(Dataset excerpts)

==========

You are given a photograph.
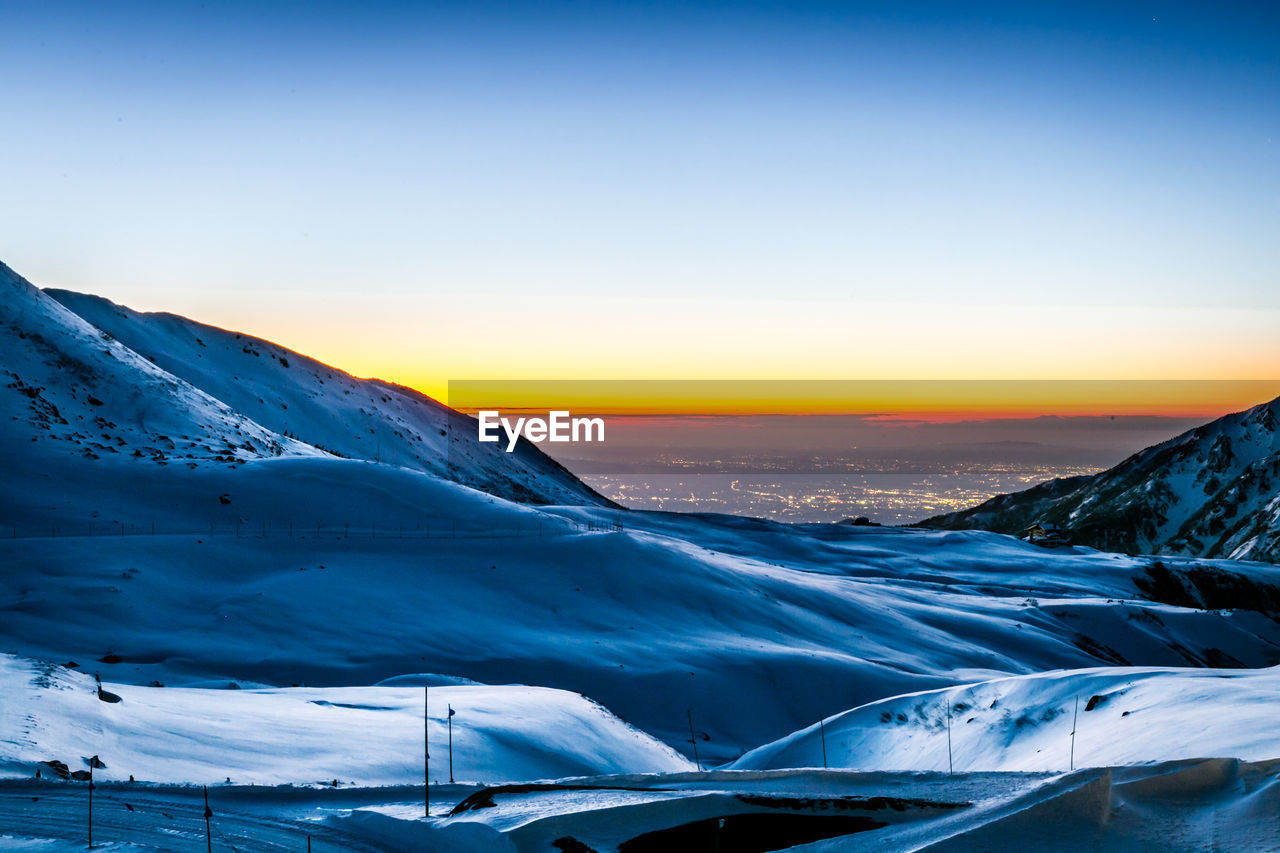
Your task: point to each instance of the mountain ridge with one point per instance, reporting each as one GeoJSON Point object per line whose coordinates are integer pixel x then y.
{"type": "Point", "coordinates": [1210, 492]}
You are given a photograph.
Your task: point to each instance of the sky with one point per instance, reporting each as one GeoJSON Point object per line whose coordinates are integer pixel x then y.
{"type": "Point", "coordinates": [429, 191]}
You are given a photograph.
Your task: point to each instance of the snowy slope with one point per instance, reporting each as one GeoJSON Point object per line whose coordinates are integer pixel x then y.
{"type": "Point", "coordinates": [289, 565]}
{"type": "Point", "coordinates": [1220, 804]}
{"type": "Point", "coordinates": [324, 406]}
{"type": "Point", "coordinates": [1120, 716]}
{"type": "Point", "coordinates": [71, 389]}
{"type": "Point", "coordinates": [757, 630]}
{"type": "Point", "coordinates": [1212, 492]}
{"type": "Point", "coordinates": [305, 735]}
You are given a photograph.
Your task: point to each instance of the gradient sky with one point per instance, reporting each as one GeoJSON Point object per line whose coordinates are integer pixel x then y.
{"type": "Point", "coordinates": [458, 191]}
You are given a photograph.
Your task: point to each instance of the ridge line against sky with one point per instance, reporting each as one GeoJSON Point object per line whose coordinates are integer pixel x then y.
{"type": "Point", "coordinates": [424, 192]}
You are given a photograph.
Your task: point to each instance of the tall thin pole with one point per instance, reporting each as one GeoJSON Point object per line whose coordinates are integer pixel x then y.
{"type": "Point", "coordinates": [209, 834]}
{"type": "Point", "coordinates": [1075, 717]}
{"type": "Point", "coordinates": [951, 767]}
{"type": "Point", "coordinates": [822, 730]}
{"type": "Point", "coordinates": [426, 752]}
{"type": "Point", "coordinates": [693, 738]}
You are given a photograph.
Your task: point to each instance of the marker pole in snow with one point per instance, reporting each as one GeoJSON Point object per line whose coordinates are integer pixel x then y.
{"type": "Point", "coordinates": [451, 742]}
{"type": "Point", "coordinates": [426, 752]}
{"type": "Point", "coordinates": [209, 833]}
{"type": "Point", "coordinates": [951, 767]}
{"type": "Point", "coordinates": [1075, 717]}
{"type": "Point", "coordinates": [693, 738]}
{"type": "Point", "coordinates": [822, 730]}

==========

## WORK INSTRUCTION
Transcribe every record above in full. Pictures stay out of the copy.

## REPLY TO THE TASK
You are given a photograph.
Your task: point to each instance of the mountain ridge with one point per instance, reporting each as one GeoJSON Point object per line whose coordinates are integer pixel x then y.
{"type": "Point", "coordinates": [1210, 492]}
You are given a photograph.
Your task: point to each instance of the sky with one point per instance, reporting each as one GeoJSON Point object per line whose coordinates are integer pixel x then y.
{"type": "Point", "coordinates": [429, 191]}
You are given a photograph.
Your task: point to each instance of the snowy slope with one point per instance, reporting each as one GeoJSON Point object per line whose coordinates are integer pixel x then y.
{"type": "Point", "coordinates": [289, 565]}
{"type": "Point", "coordinates": [1220, 804]}
{"type": "Point", "coordinates": [324, 406]}
{"type": "Point", "coordinates": [1120, 716]}
{"type": "Point", "coordinates": [71, 389]}
{"type": "Point", "coordinates": [757, 630]}
{"type": "Point", "coordinates": [1212, 492]}
{"type": "Point", "coordinates": [305, 735]}
You are given a photograph.
Your task: point to each instance of the gradient sky with one point per instance, reporting each as one GeoJSON Point object per line whose coordinates are integer pixel x then y.
{"type": "Point", "coordinates": [458, 191]}
You are given a photograph.
Your task: point to each instance of the ridge line against sky with one point per instance, reporting each as one GeoJSON Point object per line whose coordinates are integer pixel x then y.
{"type": "Point", "coordinates": [424, 192]}
You are given a photograph.
Your task: point to each instance of the tall thin pole with one point per instance, reporting each as one GeoJSON Point object per line whose coordinates are integer pixel x then y.
{"type": "Point", "coordinates": [209, 834]}
{"type": "Point", "coordinates": [1075, 717]}
{"type": "Point", "coordinates": [951, 767]}
{"type": "Point", "coordinates": [822, 730]}
{"type": "Point", "coordinates": [426, 752]}
{"type": "Point", "coordinates": [693, 738]}
You are given a photograph.
Your task: point to each instance of the marker pole in snow with one point per instance, reporting each as one GeoJSON Point object per line whose coordinates are integer pixel x then y.
{"type": "Point", "coordinates": [451, 742]}
{"type": "Point", "coordinates": [426, 752]}
{"type": "Point", "coordinates": [209, 833]}
{"type": "Point", "coordinates": [951, 767]}
{"type": "Point", "coordinates": [1075, 717]}
{"type": "Point", "coordinates": [693, 738]}
{"type": "Point", "coordinates": [822, 730]}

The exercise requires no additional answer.